Stored data:

• • • • • • •

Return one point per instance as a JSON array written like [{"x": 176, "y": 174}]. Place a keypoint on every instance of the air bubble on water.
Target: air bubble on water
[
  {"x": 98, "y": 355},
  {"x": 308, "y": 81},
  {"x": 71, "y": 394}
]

• • • • • • •

_WHAT IS NEEDED:_ Please transcribe the data shown above in full, exactly as it stands.

_TASK RESPONSE:_
Return one point per instance as a JSON array written like [{"x": 176, "y": 174}]. Place a keypoint on every instance of the air bubble on water.
Target: air bubble on water
[
  {"x": 98, "y": 355},
  {"x": 308, "y": 81},
  {"x": 71, "y": 394}
]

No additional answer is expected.